** Stated goal **
Output every line below without omitting or altering anything.

* BEGIN Input records *

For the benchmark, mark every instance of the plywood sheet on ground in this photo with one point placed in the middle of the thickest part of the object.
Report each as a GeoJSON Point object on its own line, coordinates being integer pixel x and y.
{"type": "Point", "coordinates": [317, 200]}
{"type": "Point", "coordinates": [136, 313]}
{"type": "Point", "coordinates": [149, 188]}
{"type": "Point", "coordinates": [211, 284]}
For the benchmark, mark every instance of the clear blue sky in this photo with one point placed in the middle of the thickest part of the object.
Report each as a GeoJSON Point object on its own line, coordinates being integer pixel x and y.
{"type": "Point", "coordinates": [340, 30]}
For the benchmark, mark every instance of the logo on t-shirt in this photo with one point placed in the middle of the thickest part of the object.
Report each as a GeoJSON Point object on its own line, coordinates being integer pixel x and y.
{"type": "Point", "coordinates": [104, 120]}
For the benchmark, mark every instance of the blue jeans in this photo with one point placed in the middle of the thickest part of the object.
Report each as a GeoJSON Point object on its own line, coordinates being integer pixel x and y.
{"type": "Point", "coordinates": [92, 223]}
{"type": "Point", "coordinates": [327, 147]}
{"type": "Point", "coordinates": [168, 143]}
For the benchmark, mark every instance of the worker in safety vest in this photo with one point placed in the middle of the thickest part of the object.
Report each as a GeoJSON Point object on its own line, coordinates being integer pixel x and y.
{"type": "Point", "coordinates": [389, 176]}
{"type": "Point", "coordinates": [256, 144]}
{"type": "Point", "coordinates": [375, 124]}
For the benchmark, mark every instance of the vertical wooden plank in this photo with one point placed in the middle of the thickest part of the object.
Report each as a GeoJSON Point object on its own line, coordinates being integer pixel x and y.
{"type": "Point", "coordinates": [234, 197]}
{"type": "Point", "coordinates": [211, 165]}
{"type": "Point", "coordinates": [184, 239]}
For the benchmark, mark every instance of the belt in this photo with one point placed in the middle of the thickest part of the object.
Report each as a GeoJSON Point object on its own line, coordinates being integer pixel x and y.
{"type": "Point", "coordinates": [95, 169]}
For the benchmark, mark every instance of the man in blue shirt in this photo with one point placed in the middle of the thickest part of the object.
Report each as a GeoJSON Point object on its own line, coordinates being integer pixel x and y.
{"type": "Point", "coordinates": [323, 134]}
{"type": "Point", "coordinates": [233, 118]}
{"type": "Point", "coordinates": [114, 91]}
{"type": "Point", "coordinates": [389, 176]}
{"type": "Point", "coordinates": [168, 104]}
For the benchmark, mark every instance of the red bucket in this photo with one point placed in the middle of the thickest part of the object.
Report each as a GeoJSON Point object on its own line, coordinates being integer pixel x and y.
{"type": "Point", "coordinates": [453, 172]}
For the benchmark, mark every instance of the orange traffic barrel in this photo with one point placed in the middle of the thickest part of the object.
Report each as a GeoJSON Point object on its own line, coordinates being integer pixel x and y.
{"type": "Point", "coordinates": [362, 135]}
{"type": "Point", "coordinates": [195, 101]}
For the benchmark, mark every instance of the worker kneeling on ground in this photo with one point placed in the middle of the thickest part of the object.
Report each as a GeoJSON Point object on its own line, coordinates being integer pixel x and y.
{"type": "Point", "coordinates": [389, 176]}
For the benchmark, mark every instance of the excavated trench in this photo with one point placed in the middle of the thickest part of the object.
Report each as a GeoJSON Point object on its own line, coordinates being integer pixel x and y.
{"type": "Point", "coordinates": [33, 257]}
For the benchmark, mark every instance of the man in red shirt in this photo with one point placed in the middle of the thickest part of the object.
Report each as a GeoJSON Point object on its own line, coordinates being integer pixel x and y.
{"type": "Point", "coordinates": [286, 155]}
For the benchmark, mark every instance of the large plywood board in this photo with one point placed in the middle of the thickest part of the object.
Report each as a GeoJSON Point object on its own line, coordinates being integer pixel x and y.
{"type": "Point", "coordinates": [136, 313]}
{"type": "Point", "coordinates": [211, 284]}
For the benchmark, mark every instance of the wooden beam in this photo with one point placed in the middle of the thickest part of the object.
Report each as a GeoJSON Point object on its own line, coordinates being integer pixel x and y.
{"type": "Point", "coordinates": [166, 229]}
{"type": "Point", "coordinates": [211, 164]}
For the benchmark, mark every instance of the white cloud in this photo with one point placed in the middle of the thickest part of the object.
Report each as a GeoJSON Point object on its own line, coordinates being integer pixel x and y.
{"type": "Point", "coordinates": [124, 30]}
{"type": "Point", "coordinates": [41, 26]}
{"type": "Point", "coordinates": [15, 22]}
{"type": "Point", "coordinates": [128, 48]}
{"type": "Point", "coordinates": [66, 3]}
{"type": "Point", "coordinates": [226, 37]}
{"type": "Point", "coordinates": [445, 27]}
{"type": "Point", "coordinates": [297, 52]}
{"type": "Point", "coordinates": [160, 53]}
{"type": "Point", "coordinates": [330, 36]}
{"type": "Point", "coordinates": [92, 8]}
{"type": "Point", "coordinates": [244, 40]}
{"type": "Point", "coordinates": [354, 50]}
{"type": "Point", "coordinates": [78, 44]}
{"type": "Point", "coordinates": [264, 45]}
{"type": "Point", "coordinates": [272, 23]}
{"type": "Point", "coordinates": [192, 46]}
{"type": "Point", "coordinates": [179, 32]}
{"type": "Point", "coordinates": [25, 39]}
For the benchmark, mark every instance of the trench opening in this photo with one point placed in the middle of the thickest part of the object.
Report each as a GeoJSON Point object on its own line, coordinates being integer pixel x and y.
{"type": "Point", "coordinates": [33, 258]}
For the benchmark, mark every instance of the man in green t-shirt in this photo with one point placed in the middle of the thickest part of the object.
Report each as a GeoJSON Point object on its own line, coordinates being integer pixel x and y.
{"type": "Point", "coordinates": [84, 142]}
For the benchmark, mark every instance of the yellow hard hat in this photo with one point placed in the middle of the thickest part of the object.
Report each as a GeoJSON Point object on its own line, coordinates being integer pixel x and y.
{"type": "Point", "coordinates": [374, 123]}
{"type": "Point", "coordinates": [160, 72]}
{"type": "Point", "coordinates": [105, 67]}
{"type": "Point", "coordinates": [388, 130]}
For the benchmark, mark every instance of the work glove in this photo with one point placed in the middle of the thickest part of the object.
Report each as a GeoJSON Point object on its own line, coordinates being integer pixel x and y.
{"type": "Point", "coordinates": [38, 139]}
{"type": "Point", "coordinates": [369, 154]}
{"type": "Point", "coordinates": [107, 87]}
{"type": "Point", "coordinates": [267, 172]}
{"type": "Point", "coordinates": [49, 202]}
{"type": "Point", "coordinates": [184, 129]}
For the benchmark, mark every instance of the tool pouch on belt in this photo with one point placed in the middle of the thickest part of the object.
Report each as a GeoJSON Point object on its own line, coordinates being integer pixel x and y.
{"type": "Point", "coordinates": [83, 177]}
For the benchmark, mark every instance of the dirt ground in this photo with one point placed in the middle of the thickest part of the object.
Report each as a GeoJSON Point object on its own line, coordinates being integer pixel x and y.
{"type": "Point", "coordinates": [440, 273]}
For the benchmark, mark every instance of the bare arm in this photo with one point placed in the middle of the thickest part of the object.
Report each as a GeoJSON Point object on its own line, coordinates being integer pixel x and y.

* END Input records *

** Solution to this problem **
For the benchmark, mark every instance of the plywood sheet on ground in this photo with one point placed in the middle of the thickest part of the object.
Report each as a GeoJSON Point object on its own line, coordinates being integer pixel x and y.
{"type": "Point", "coordinates": [317, 200]}
{"type": "Point", "coordinates": [136, 313]}
{"type": "Point", "coordinates": [149, 188]}
{"type": "Point", "coordinates": [211, 284]}
For the benchmark, mark every instance of the clear blue sky in this photo with one point placed in the middle of the thickest part of the object.
Report each as a GeoJSON Point object on its own line, coordinates being integer pixel x and y.
{"type": "Point", "coordinates": [340, 30]}
For the benchmark, mark every instance of the logo on t-shirt in this photo with one point placed in the middle of the thickest part of the object.
Report each as a GeoJSON Point object on its own line, coordinates being integer pixel x and y.
{"type": "Point", "coordinates": [104, 120]}
For the benchmark, mark every instance of the blue jeans in this photo with one point placed in the middle of the thickest part of the object.
Report each as a GeoJSON Point object on its own line, coordinates being integer pixel x and y.
{"type": "Point", "coordinates": [92, 223]}
{"type": "Point", "coordinates": [327, 147]}
{"type": "Point", "coordinates": [168, 143]}
For the benchmark, mark every instance of the worker in safety vest in this photo with one point placed in the middle of the thickest part of the object.
Report each as a GeoJSON Point object on its own line, coordinates being integer pixel x and y.
{"type": "Point", "coordinates": [389, 176]}
{"type": "Point", "coordinates": [256, 144]}
{"type": "Point", "coordinates": [375, 124]}
For the benchmark, mark every instance of the vertical wooden plank in this photo with one point placed in the middle of the thickest part of the object.
Report each as a GeoJSON Point object on its own line, coordinates being integer pixel x and y.
{"type": "Point", "coordinates": [234, 197]}
{"type": "Point", "coordinates": [211, 165]}
{"type": "Point", "coordinates": [184, 239]}
For the benchmark, mark every instance of the belt in this photo with one point placed in the middle of the thickest part of the object.
Report each as a GeoJSON Point object on its own line, coordinates being integer pixel x and y.
{"type": "Point", "coordinates": [95, 169]}
For the benchmark, mark every instance of the man in blue shirt in this photo with one point placed in the middle of the thickest part of the object.
Report each as a GeoJSON Point object on its own line, coordinates being integer pixel x and y.
{"type": "Point", "coordinates": [323, 134]}
{"type": "Point", "coordinates": [233, 118]}
{"type": "Point", "coordinates": [114, 91]}
{"type": "Point", "coordinates": [389, 176]}
{"type": "Point", "coordinates": [168, 104]}
For the benchmark, mark every instance of the red bucket in this photo with one point placed in the middle of the thickest part of the object.
Report each as a GeoJSON Point object on its own line, coordinates being integer pixel x and y.
{"type": "Point", "coordinates": [453, 172]}
For the benchmark, mark every instance of the orange traffic barrel in this photo with one point placed in the middle of the thickest part of the object.
Report each as a GeoJSON Point object on its own line, coordinates being integer pixel x and y.
{"type": "Point", "coordinates": [362, 135]}
{"type": "Point", "coordinates": [195, 101]}
For the benchmark, mark every instance of the worker kneeling on ground in this photo with one point placed in the middle of the thickest part of the object.
Report each as a GeoJSON Point object on its own line, coordinates being integer pixel x and y.
{"type": "Point", "coordinates": [389, 176]}
For the benchmark, mark every instance of the excavated trench in this photo with one point placed in the middle of the thickest part of the object.
Report each as a GeoJSON Point object on its own line, coordinates being integer pixel x and y.
{"type": "Point", "coordinates": [33, 257]}
For the benchmark, mark every instance of the man in red shirt in this photo with one point placed in the middle of the thickest part of the object.
Report each as a GeoJSON Point object on its own line, coordinates being integer pixel x and y.
{"type": "Point", "coordinates": [286, 155]}
For the benchmark, mark every instance of the large plywood board in this photo with one point placed in the middle of the thickest part of the object.
Report each as a GeoJSON Point object on its own line, coordinates being integer pixel x and y.
{"type": "Point", "coordinates": [136, 313]}
{"type": "Point", "coordinates": [211, 284]}
For the benchmark, mark every instance of the wooden beam in this photo with one point placed in the middle of the thickest part of the object.
Report each as a GeoJSON Point object on its own line, coordinates being integer pixel x and y.
{"type": "Point", "coordinates": [166, 229]}
{"type": "Point", "coordinates": [211, 164]}
For the benchmark, mark every instance of the white cloud in this photo with one point placed in the middle of the thickest part of the object.
Report each as a GeoJSON Point object on its own line, coordinates being integer pixel x and y.
{"type": "Point", "coordinates": [124, 30]}
{"type": "Point", "coordinates": [41, 26]}
{"type": "Point", "coordinates": [15, 22]}
{"type": "Point", "coordinates": [128, 48]}
{"type": "Point", "coordinates": [66, 3]}
{"type": "Point", "coordinates": [226, 37]}
{"type": "Point", "coordinates": [445, 27]}
{"type": "Point", "coordinates": [297, 52]}
{"type": "Point", "coordinates": [160, 53]}
{"type": "Point", "coordinates": [330, 36]}
{"type": "Point", "coordinates": [92, 8]}
{"type": "Point", "coordinates": [244, 40]}
{"type": "Point", "coordinates": [354, 50]}
{"type": "Point", "coordinates": [78, 44]}
{"type": "Point", "coordinates": [264, 45]}
{"type": "Point", "coordinates": [272, 23]}
{"type": "Point", "coordinates": [192, 46]}
{"type": "Point", "coordinates": [179, 32]}
{"type": "Point", "coordinates": [25, 39]}
For the benchmark, mark every instance of the trench opening in this photo with one point placed in the middle of the thickest part of the object.
Report each as a GeoJSON Point object on its own line, coordinates being integer pixel x and y.
{"type": "Point", "coordinates": [33, 258]}
For the benchmark, mark every instance of the man in green t-shirt in this photo with one point placed in the middle of the thickest part of the object.
Report each as a GeoJSON Point object on its own line, coordinates being integer pixel x and y.
{"type": "Point", "coordinates": [84, 142]}
For the benchmark, mark every instance of the yellow hard hat in this photo with one point placed in the middle of the thickest part of the object.
Report each as a GeoJSON Point object on its own line, coordinates being integer pixel x and y.
{"type": "Point", "coordinates": [374, 123]}
{"type": "Point", "coordinates": [160, 72]}
{"type": "Point", "coordinates": [105, 67]}
{"type": "Point", "coordinates": [388, 130]}
For the benchmark, mark every instance of the work glove in this photo with one point placed in the middle of the thickest part of the object.
Report each as a GeoJSON Point object on its own line, coordinates being integer pixel x and y.
{"type": "Point", "coordinates": [38, 139]}
{"type": "Point", "coordinates": [369, 154]}
{"type": "Point", "coordinates": [107, 87]}
{"type": "Point", "coordinates": [267, 172]}
{"type": "Point", "coordinates": [49, 202]}
{"type": "Point", "coordinates": [184, 129]}
For the benchmark, mark every instance of the tool pouch on belt in this photo with one point placed in the middle of the thickest part of the object.
Report each as a GeoJSON Point object on its own line, coordinates being integer pixel x and y.
{"type": "Point", "coordinates": [83, 177]}
For the benchmark, mark every instance of the dirt ground in this photo with one point placed in the middle of the thickest part of the object.
Report each as a GeoJSON Point object on its own line, coordinates being integer pixel x and y.
{"type": "Point", "coordinates": [440, 273]}
For the benchmark, mark every instance of the bare arm in this photo with one point placed in the middle of the thickest part of the object.
Report each as a GeoJSON Point object on its own line, coordinates being integer pixel x and y.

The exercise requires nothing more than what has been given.